- TASK GOAL:
Every line of the data should be output word for word.

- DATA RECORDS:
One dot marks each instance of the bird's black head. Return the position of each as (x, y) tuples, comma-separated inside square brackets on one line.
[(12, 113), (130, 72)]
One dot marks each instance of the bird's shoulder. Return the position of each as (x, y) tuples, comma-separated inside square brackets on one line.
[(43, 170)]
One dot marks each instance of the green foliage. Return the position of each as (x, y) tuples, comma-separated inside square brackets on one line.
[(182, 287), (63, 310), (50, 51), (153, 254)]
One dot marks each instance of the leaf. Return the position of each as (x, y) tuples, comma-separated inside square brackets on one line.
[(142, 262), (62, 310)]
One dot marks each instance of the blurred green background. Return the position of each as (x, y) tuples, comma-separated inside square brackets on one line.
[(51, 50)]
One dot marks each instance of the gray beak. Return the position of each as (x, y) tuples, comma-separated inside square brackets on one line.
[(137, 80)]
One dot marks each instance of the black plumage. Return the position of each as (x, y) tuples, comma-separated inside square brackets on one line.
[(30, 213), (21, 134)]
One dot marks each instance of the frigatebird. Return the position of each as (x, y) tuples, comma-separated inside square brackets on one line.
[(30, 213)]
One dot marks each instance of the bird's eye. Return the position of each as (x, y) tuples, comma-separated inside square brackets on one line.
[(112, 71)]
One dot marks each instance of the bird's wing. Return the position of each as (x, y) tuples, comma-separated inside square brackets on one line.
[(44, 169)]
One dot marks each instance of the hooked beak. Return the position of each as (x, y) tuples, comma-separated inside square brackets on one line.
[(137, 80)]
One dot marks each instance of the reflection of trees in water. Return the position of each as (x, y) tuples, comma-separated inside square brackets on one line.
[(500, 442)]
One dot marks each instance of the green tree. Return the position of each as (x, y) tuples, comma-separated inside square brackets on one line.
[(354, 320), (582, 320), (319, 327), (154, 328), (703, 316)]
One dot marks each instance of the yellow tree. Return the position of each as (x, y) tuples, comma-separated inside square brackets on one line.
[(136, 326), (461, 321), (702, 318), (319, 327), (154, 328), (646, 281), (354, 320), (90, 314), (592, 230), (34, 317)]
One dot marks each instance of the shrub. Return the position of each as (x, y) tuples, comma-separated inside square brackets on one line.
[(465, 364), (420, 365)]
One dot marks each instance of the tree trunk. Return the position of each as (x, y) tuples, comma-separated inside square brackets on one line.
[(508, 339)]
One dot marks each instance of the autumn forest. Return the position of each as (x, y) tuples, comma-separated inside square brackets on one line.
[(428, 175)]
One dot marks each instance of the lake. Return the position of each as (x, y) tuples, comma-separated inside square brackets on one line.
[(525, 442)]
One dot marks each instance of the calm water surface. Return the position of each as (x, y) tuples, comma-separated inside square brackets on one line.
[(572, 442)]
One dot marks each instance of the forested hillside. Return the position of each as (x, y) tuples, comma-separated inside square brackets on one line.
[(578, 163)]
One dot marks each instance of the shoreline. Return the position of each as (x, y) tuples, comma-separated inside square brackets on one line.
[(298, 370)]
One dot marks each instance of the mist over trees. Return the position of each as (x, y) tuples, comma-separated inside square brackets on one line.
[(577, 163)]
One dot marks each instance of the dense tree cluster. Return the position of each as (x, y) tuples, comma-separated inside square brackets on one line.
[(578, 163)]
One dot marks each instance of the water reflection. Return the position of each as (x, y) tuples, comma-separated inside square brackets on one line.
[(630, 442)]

- ANSWER TO THIS PROBLEM:
One dot marks each instance of the bird's black head. Return the position of each as (x, y) tuples, comma-separated inside square brackets on one line.
[(12, 113), (130, 72)]
One dot marks each instance of the bird's shoulder. Return the position of each as (x, y) tuples, comma-separated inside square brackets on one line.
[(43, 170)]
One dot marks each instance of the green foliage. Return the position of each as (x, y) tuples, comma-separated inside square brackets on one line.
[(182, 287), (63, 310), (50, 51), (153, 254)]
One dot marks each instance of the leaf. Return the position of each as (x, y) tuples, comma-separated inside square brackets on one line.
[(142, 262), (62, 310)]
One dot marks each instance of the blurred green background. Return the position of each as (x, y) tuples, comma-separated inside square brackets on one line.
[(51, 50)]
One dot marks each instance of the gray beak. Return the position of each as (x, y) tuples, comma-separated inside square brackets on one line.
[(137, 80)]
One dot marks each instance of the black plumage. Return the position of each as (x, y) tuples, comma-separated inside square brackets on one line.
[(30, 213), (21, 134)]
One dot marks each instance of the frigatebird. Return the position of each as (x, y) tuples, comma-separated inside square brackets on one line.
[(30, 213)]
One dot marks each instance of the bird's eye. Return the position of each as (x, y) tuples, comma-separated inside square brackets on one line.
[(112, 71)]
One dot marks each instance of the bird's wing. Return the position of each as (x, y) tuples, comma-separated inside square brackets on one line.
[(44, 169)]
One dot marks each instance of the hooked beak. Return the position of each as (x, y) tuples, comma-separated inside square brackets on one line.
[(137, 80)]
One dot marks each instance of the reflection of trees in water. Return the position of each as (x, y) tuples, comma-separated inside square brackets on one line.
[(500, 442)]
One dot marks each instance of the green tree. Return the position of each as (x, y) tuples, comma-separated inside square brackets on one line.
[(354, 320), (582, 320), (319, 327), (154, 328), (703, 316)]
One dot marks each instance of the yellow tree. Return the position of each as (x, y) tuples, comma-separated inside square brackets on one line.
[(136, 326), (461, 321), (702, 318), (319, 327), (154, 328), (646, 281), (354, 320), (90, 314), (592, 230), (34, 317)]
One dot marks each instance of the shrub. Return the position of each as (x, y) tuples, comma-separated inside square brackets on one line.
[(465, 364), (420, 365)]
One dot marks each instance of the tree trunk. Return the position of each as (x, y) tuples, comma-separated inside square brackets on one line.
[(508, 339)]
One dot marks each instance of the autumn forest. Return the position of each as (x, y) tuples, comma-separated inside square brackets on one line.
[(428, 175)]
One dot marks each instance of the lake. Return the position of each as (x, y) tuples, comma-separated inside square brackets on one line.
[(525, 442)]
One dot marks each instance of the calm water surface. Return the position of each as (x, y) tuples, comma-separated inside square brackets on one line.
[(572, 442)]
One dot marks each instance of the forested hillside. Return the position of each as (x, y) tuples, comma-separated inside square brackets on one line.
[(578, 163)]
One dot marks each instance of the shoreline. Return the position of each as (x, y) tuples, comma-separated inside square brackets on one line.
[(298, 370)]
One dot marks each instance of the mist over trees. Return the position of each as (x, y) tuples, comma-separated inside square brackets on one line.
[(577, 163)]
One dot marks each instance of the dense tree cluster. Return the position of each as (x, y) tuples, comma-separated inside square brackets on one line.
[(578, 163)]
One dot marks each instance of the water reflection. Return the position of each as (x, y) tuples, comma-separated inside square brackets on one line.
[(630, 442)]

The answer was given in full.